→ Records contained in a dataset:
════════════════════

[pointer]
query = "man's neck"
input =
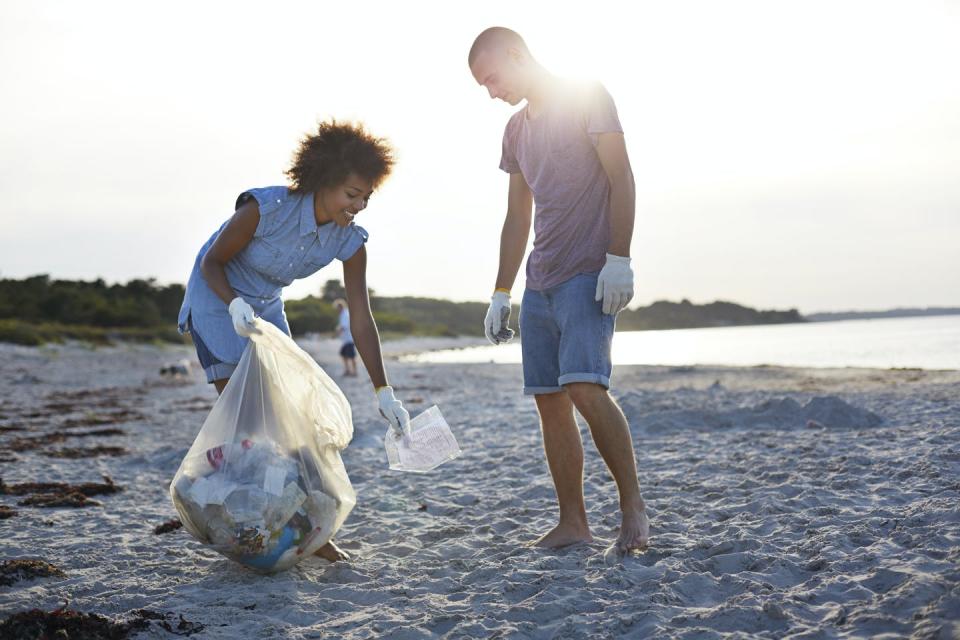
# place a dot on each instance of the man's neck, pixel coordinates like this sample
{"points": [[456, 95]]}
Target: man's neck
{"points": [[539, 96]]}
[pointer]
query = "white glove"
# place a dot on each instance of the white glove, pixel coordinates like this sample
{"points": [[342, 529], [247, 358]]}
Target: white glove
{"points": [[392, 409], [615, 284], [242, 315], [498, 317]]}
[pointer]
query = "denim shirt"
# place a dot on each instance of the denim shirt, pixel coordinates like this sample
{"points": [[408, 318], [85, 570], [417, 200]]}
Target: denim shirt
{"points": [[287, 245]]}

════════════════════

Identify the lines in the records above that contain the word "sample", then state how many there are and nothing more.

3